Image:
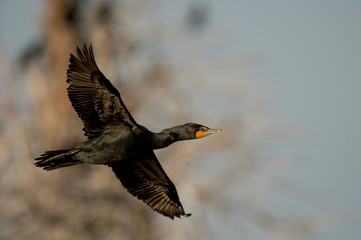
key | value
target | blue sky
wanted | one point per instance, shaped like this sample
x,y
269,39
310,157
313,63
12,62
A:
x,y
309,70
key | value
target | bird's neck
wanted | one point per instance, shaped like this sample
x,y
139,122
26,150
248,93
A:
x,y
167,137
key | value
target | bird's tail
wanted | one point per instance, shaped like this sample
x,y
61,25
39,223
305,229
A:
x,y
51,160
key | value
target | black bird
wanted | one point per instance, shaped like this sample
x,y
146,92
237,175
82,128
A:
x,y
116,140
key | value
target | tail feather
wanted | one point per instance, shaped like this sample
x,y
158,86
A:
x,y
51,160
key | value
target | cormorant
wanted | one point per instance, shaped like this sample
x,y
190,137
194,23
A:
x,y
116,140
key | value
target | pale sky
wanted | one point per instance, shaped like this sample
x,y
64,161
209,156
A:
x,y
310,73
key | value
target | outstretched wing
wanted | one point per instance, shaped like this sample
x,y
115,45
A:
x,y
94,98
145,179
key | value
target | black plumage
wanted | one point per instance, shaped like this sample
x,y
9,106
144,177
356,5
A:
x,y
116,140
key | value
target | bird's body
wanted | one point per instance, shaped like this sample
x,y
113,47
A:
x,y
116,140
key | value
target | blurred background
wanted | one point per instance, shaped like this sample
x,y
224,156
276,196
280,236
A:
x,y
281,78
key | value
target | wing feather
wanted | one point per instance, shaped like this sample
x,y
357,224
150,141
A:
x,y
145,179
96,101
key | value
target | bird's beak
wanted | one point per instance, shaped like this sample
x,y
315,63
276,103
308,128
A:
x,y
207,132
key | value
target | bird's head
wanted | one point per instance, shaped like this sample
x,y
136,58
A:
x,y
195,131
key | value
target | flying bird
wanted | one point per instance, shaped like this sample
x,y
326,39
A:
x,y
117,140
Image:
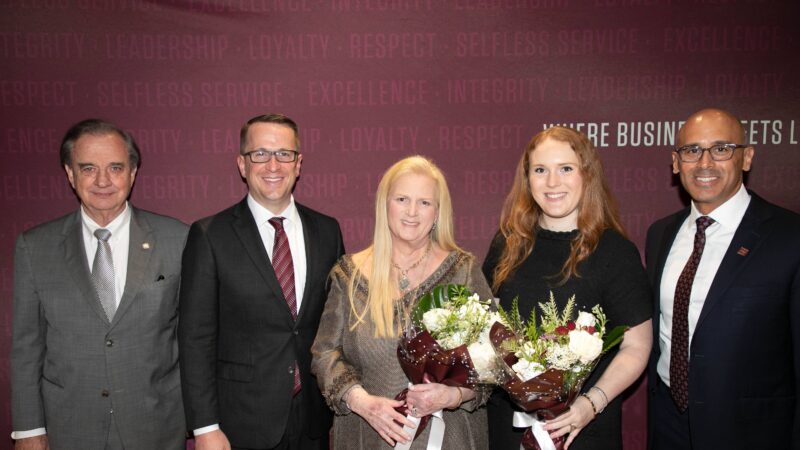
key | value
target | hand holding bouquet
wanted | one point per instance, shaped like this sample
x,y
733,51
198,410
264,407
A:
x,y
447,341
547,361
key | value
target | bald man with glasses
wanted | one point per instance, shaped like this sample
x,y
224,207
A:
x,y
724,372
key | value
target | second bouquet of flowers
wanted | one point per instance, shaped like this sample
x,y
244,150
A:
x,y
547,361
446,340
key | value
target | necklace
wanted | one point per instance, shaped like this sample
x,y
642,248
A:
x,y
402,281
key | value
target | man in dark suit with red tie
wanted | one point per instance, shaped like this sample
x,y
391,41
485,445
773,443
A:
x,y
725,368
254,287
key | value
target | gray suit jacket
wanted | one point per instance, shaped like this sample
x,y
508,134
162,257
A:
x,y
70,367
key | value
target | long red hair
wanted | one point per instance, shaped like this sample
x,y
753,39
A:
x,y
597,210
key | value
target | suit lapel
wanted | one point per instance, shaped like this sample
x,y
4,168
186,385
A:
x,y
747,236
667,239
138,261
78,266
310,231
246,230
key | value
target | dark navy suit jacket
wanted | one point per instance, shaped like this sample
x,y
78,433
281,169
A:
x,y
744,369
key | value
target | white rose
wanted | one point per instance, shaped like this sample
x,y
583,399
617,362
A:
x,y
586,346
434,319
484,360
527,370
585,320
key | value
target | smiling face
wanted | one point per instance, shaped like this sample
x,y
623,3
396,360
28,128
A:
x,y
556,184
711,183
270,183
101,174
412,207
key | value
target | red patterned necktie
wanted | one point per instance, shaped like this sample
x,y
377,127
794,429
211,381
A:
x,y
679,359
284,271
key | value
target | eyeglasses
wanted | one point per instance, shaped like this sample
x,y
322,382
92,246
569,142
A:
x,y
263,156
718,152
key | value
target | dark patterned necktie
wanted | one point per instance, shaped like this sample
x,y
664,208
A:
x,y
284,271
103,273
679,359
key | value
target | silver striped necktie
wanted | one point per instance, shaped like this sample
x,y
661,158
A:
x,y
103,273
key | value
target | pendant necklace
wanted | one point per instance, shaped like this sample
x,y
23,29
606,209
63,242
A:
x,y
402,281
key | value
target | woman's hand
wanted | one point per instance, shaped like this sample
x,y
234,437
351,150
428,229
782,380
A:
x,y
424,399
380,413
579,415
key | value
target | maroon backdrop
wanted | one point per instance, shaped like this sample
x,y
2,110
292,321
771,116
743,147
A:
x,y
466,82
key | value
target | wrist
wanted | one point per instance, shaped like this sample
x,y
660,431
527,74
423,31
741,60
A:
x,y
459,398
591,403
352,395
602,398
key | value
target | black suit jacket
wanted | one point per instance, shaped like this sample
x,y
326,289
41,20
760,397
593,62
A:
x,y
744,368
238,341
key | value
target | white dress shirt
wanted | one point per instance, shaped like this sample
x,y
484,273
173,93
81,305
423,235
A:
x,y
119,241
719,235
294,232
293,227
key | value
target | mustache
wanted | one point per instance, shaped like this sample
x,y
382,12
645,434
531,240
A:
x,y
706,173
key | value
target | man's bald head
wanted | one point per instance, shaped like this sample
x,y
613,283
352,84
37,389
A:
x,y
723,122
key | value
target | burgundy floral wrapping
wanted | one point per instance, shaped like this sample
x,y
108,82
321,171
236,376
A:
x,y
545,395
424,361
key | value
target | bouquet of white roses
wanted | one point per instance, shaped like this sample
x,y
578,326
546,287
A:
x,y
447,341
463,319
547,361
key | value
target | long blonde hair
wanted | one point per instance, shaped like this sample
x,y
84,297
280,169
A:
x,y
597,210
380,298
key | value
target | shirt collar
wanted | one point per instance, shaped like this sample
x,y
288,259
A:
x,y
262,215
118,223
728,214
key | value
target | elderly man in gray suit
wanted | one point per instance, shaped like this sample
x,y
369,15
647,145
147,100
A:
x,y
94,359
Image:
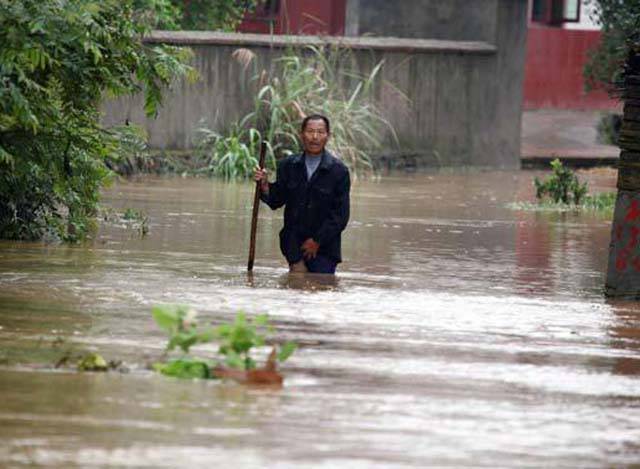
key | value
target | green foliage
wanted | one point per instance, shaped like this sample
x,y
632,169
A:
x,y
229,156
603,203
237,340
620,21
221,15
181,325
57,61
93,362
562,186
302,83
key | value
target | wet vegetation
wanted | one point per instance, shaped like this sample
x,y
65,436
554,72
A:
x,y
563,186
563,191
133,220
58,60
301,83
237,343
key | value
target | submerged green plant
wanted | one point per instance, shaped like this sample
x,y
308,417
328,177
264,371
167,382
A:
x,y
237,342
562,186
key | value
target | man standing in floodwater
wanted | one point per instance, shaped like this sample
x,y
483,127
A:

_Task directions_
Copy the records exactly as they appear, excluding images.

_Reply_
Image:
key | value
target | blue sky
wanted | one point per instance, shaped like this sample
x,y
269,39
310,157
313,63
12,62
A:
x,y
309,70
key | value
target | bird's neck
wanted | one point per instance, shaped like this sample
x,y
139,122
26,150
248,93
A:
x,y
167,137
key | value
target | bird's tail
wanted | one point per instance, shaped like this sample
x,y
61,25
39,223
305,229
A:
x,y
51,160
key | value
target | black bird
wanted | one point per instance, shaped like this sample
x,y
146,92
237,175
82,128
A:
x,y
116,140
key | value
target | tail feather
wanted | one point per instance, shaped like this sample
x,y
158,86
A:
x,y
51,160
key | value
target | cormorant
wanted | one point per instance, shaped like this sample
x,y
190,137
194,23
A:
x,y
116,140
key | value
target | pale sky
wanted | one point per instance, shaped like this sample
x,y
64,161
209,156
A:
x,y
310,73
key | value
target | outstretched wing
wanted | one point per instance, shaped like this sample
x,y
115,45
A:
x,y
94,98
145,179
key | value
target | black plumage
wanted | one point per instance, shaped like this sample
x,y
9,106
144,177
356,5
A:
x,y
116,140
key | value
target | bird's body
wanted | one point per instance, shaped like this sample
x,y
113,47
A:
x,y
116,140
key | value
target | blurred background
wanted | one point per instance, shaped like this sample
x,y
224,156
276,196
280,236
A:
x,y
281,78
key | value
target | wing feather
wanted | one point per instance, shaped like this sample
x,y
357,224
150,141
A:
x,y
145,179
96,101
key | value
target | bird's beak
wanted | one point per instance, shaped like this sample
x,y
315,63
276,103
308,128
A:
x,y
207,132
key | value
target | bird's head
wanted | one point per instance, shaped like this sample
x,y
136,58
A:
x,y
195,131
key | value
target | flying bird
wanted | one point per instance, shaped like this sample
x,y
326,39
A:
x,y
117,140
Image:
key | value
target | hand holding bouquet
wanted | one point per instance, shaped like this sample
x,y
733,51
198,410
264,407
A:
x,y
447,341
547,361
key | value
target | bald man with glasses
wanted | one point per instance, shaped like this sample
x,y
224,207
A:
x,y
724,372
key | value
target | second bouquet of flowers
wanted | one point per instance, shaped like this sample
x,y
244,150
A:
x,y
547,361
446,340
key | value
target | necklace
wanted | one point per instance, shaped like this sample
x,y
642,248
A:
x,y
402,281
key | value
target | man in dark suit with red tie
wanted | one point per instance, shaped like this sample
x,y
391,41
485,445
773,443
A:
x,y
725,368
254,287
key | value
target | gray suit jacket
wanted | one point per instance, shaped like this sample
x,y
508,134
162,257
A:
x,y
70,367
key | value
target | long red hair
wanted | one point per instance, shaped like this sample
x,y
753,39
A:
x,y
597,210
key | value
target | suit lapel
wanted | one point per instance, shaped like this sample
x,y
4,168
186,385
A:
x,y
747,236
667,239
138,261
78,266
310,231
246,230
key | value
target | dark navy suit jacket
wanted | one point per instance, shaped like this sample
x,y
78,433
281,169
A:
x,y
744,369
key | value
target | white rose
wanted | one point per instance, shaped like this sample
x,y
583,399
617,362
A:
x,y
586,346
434,319
484,360
527,370
585,320
key | value
target | smiling face
wanted | one point per instance, shaped like this sample
x,y
623,3
396,360
28,128
A:
x,y
556,184
711,183
270,183
101,174
412,207
key | value
target | red patterned necktie
wanted | one point per instance, shaped like this sample
x,y
377,127
794,429
211,381
A:
x,y
679,359
284,271
key | value
target | eyeglasses
wanted | one point per instance, shaped like this sample
x,y
322,382
92,246
569,142
A:
x,y
263,156
718,152
key | value
target | dark patterned necktie
wanted | one point per instance, shaped like this sample
x,y
664,208
A:
x,y
284,271
103,273
679,359
key | value
target | silver striped necktie
wanted | one point per instance, shaped like this sample
x,y
661,158
A:
x,y
103,273
key | value
target | pendant necklace
wanted | one point per instance, shaped like this sample
x,y
23,29
606,209
63,242
A:
x,y
402,281
key | value
target | woman's hand
wanted | one point per instance, shaped like this sample
x,y
234,437
351,150
428,229
782,380
A:
x,y
424,399
380,413
579,415
key | value
target | maroon backdrop
wanted | one point per instance, shaped like this sample
x,y
2,110
292,321
771,116
743,147
A:
x,y
466,82
key | value
target | wrist
wanted | one point per instance, shaped like this sample
x,y
660,431
527,74
423,31
741,60
A:
x,y
459,398
591,403
352,395
602,398
key | value
target | black suit jacket
wanted | one point per instance, shaped like this sample
x,y
326,289
41,20
760,397
593,62
A:
x,y
744,368
238,341
key | value
target | white dress shirt
wanted | one point per instance, shaped like this sample
x,y
484,273
173,93
81,305
423,235
A:
x,y
119,241
719,235
294,232
293,227
key | value
target | mustache
wanted | one point per instance, shaped like this sample
x,y
382,12
645,434
531,240
A:
x,y
706,173
key | value
target | man's bald head
wanted | one point per instance, shaped like this sample
x,y
613,283
352,84
37,389
A:
x,y
723,122
key | value
target | burgundy floral wrapping
wanted | one point per instance, shaped like this sample
x,y
108,82
321,171
236,376
A:
x,y
545,395
424,361
key | value
target | bouquet of white roses
wanted | one point per instance, shaped like this sample
x,y
578,326
546,287
A:
x,y
447,341
463,319
547,361
key | value
target | long blonde hair
wanted | one point per instance, shaped like this sample
x,y
84,297
280,169
A:
x,y
597,210
380,298
key | value
target | shirt collar
wanted | one point per instance, shaped like this sample
x,y
288,259
A:
x,y
262,215
118,223
728,214
key | value
target | elderly man in gray suit
wanted | one point per instance, shaped like this sample
x,y
369,15
647,145
147,100
A:
x,y
94,359
Image:
key | value
target | green foliage
wanted | one point per instance, shaped like this sample
x,y
632,169
A:
x,y
229,156
603,203
237,340
620,21
221,15
181,325
57,61
93,362
562,186
302,83
key | value
target | wet vegetation
wanted | one point per instance, shaped like this sample
x,y
65,436
554,72
A:
x,y
563,186
563,191
133,220
58,60
301,83
237,343
key | value
target | submerged green plant
wanted | one point per instance, shaped like this sample
x,y
308,417
328,177
264,371
167,382
A:
x,y
237,342
562,186
key | value
target | man standing in floodwater
wanted | one point per instance, shaped like this sample
x,y
483,127
A:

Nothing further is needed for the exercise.